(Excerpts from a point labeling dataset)
* start *

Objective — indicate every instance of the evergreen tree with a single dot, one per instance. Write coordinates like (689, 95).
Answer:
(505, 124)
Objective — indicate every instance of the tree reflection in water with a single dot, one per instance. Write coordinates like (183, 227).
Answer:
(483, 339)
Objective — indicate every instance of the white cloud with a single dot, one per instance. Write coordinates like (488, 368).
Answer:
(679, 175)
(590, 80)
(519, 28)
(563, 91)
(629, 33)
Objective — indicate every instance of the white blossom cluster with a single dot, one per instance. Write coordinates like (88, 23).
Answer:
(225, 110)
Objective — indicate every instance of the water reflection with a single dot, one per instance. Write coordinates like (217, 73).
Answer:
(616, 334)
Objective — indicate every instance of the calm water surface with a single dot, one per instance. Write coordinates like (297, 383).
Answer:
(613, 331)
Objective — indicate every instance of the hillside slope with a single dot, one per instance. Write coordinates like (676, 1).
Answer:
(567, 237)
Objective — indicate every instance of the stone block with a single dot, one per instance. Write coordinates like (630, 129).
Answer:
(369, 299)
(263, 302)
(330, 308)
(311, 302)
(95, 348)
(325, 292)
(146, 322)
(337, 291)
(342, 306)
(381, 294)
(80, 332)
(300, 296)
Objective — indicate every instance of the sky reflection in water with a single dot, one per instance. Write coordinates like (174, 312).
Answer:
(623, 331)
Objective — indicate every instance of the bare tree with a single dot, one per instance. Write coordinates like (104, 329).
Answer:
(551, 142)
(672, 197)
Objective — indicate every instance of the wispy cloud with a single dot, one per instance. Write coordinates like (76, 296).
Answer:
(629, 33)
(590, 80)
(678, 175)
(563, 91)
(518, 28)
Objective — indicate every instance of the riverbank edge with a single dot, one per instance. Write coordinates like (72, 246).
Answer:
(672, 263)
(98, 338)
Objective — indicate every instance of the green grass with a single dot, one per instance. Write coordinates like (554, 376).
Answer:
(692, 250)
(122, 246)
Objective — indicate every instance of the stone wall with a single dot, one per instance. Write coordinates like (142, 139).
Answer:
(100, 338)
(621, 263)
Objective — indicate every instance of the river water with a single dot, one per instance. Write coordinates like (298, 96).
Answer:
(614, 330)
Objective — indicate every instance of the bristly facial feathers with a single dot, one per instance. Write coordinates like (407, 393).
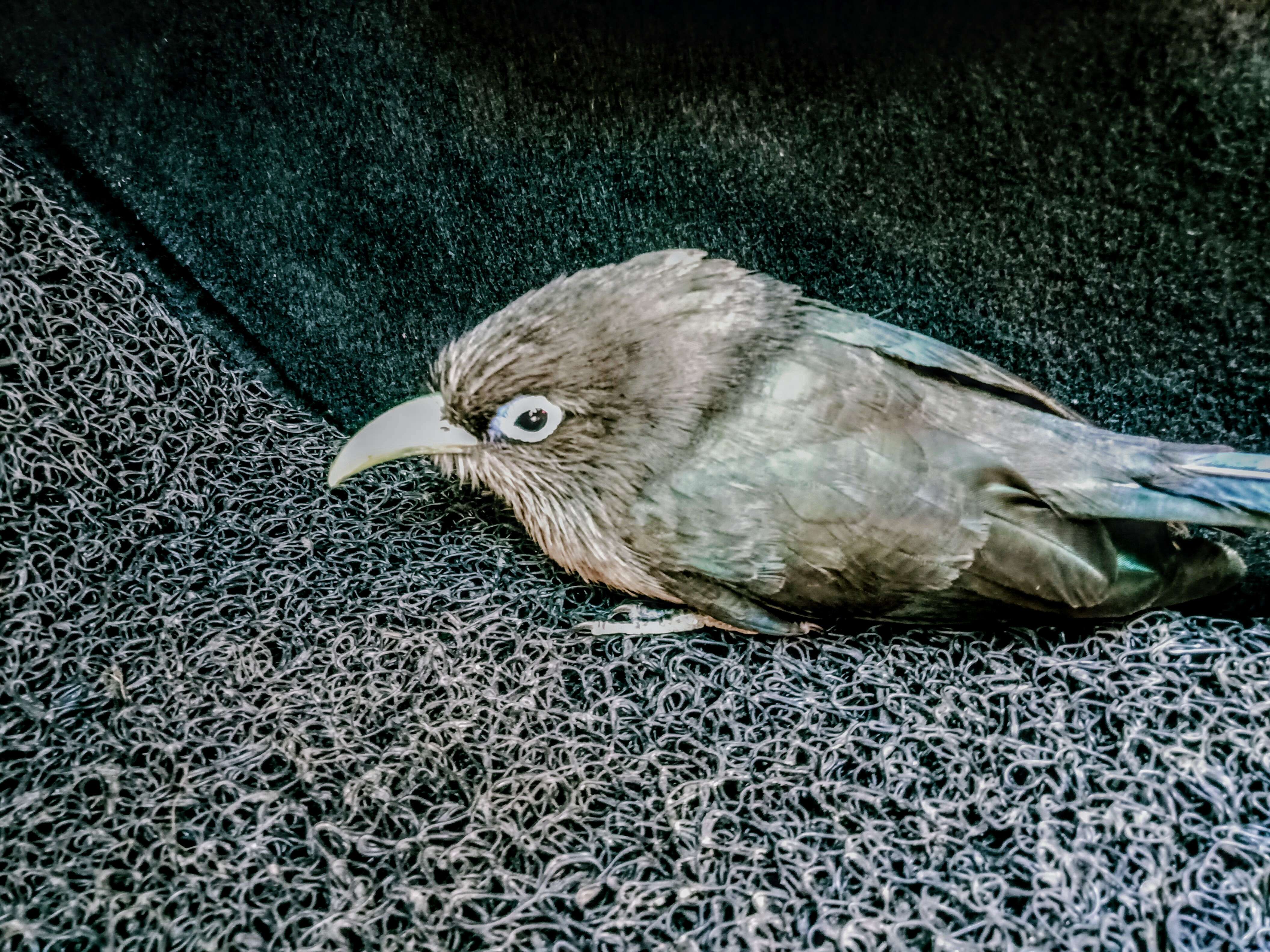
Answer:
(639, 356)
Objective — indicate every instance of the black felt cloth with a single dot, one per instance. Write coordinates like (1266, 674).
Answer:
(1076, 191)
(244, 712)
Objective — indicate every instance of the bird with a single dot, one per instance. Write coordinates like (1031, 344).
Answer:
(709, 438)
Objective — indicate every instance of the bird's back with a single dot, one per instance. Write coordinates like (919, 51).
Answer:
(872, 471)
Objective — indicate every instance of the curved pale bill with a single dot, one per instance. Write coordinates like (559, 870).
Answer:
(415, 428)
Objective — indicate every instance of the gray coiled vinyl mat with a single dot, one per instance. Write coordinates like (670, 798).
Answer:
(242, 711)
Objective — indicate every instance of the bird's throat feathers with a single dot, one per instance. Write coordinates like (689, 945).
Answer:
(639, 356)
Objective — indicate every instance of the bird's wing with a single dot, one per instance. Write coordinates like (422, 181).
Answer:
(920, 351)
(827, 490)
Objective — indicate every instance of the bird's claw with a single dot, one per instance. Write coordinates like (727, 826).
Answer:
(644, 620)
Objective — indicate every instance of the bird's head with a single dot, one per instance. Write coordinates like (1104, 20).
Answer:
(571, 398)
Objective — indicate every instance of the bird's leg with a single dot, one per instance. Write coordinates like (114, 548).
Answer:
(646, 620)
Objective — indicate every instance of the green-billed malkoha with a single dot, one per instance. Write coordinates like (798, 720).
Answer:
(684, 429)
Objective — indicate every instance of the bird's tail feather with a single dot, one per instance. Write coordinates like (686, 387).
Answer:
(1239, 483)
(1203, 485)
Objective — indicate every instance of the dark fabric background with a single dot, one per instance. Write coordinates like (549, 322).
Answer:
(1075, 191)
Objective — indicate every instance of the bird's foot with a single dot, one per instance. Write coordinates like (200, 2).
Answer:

* end *

* [Instructions to follow]
Rewrite all the rows above with "single dot" replaced by "single point" and nothing else changed. Leave out the pictures.

* [Solution for this task]
Objective — indicate every instance of the evergreen tree with a single point, one per instance. Write coordinates like (689, 95).
Answer:
(505, 124)
Objective — indicate every instance of the tree reflection in water with a single point, one per instance. Write coordinates like (183, 227).
Answer:
(483, 339)
Objective — indicate every instance of the white cloud with a single point, one per instance. Write coordinates like (488, 368).
Answer:
(679, 175)
(590, 80)
(519, 28)
(563, 91)
(629, 33)
Objective — indicate every instance of the white blossom cluster with a single point, one per instance. Write coordinates like (88, 23).
Answer:
(225, 110)
Objective — indicate every instance of the water reflection with a single point, one per instance. Write coordinates like (217, 73).
Answer:
(616, 334)
Objective — indicate every instance of the calm water surface with a single point, one per instance. Write coordinates like (297, 383).
Answer:
(613, 331)
Objective — indicate every instance of the hillside slope with a single point, one per instance. Write coordinates like (676, 1).
Answer:
(567, 237)
Objective — indicate every instance of the stone block with a single point, one per instance. Write coordinates like (630, 129).
Answer:
(369, 299)
(263, 302)
(330, 308)
(311, 302)
(95, 348)
(325, 292)
(146, 322)
(337, 291)
(342, 306)
(381, 294)
(80, 332)
(300, 296)
Objective — indicate every instance of the sky reflection in water with a single point, one per instance. Write coordinates like (174, 312).
Answer:
(623, 331)
Objective — indicate every instance of the bare tree with a single point, one per instance. Write coordinates like (104, 329).
Answer:
(551, 142)
(672, 197)
Objective — indicate every instance of the wispy cloud with a single point, one per instance. Write coordinates like (76, 296).
Answer:
(629, 33)
(590, 80)
(678, 175)
(563, 91)
(518, 28)
Objective — indicate every instance of the riverbank edge with a single point, one per instance. Write coordinates like (72, 246).
Answer:
(672, 263)
(98, 338)
Objective — indicate every instance of the green grass with a single point, one per instance. Write coordinates like (554, 376).
Answer:
(692, 250)
(122, 246)
Objective — indicate every instance of the stone wall with a single point, one per instance. Write coordinates like (142, 139).
Answer:
(100, 338)
(621, 263)
Objective — indicate every instance of the river water with a single point, one per instance. Write coordinates like (298, 96).
Answer:
(614, 330)
Objective — indicate every instance of the bristly facial feathers with a single point, one per instance. Write coordinates like (407, 393).
Answer:
(639, 356)
Objective — indicate every instance of the black felt cloth with a single point, one per instance. Write coordinates like (1266, 674).
Answer:
(1076, 191)
(244, 712)
Objective — indicate every instance of the bird with a single point, one per instance. Write coordinates like (1031, 344).
Answer:
(709, 438)
Objective — indicate every instance of the bird's back with a single point, one per instance. Write coordinates like (919, 51).
Answer:
(872, 471)
Objective — indicate every instance of the curved pale bill with a single point, one per instance. Write coordinates like (559, 870).
Answer:
(415, 428)
Objective — indicate every instance of the gray coiled vinyl mat with a single point, one per instance. Write coordinates like (670, 798).
Answer:
(242, 711)
Objective — indicate every instance of the bird's throat feathers with a single point, one per instance. Write coordinates like (689, 945).
Answer:
(639, 356)
Objective — indicate every instance of the bird's wing with a single point, one per instance. Write coordinates like (422, 181).
Answer:
(920, 351)
(827, 490)
Objective — indicate every instance of the bird's claw with a single point, one per instance. Write coordinates like (727, 826).
Answer:
(644, 620)
Objective — indicate every instance of the bird's head with a single point, one per instance. Write coordinates like (1104, 20).
Answer:
(571, 398)
Objective — indicate every instance of the bird's leg with a single point, one per instance. Write coordinates like (114, 548).
Answer:
(646, 620)
Objective — indicate every instance of the green-billed malkoha with a single point, one per instance. Write coordinates like (798, 720).
Answer:
(684, 429)
Objective — indicate every instance of the bird's tail feather with a single point, one per instance. Write coordinates like (686, 387).
Answer:
(1239, 483)
(1203, 485)
Objective — indicate every instance of the dark fabric background with a single point, one per instance. Write coordinates like (549, 322).
Answer:
(1075, 191)
Objective — indicate every instance of the bird's foot with a single point, one per instance. Write coordinates like (200, 2).
Answer:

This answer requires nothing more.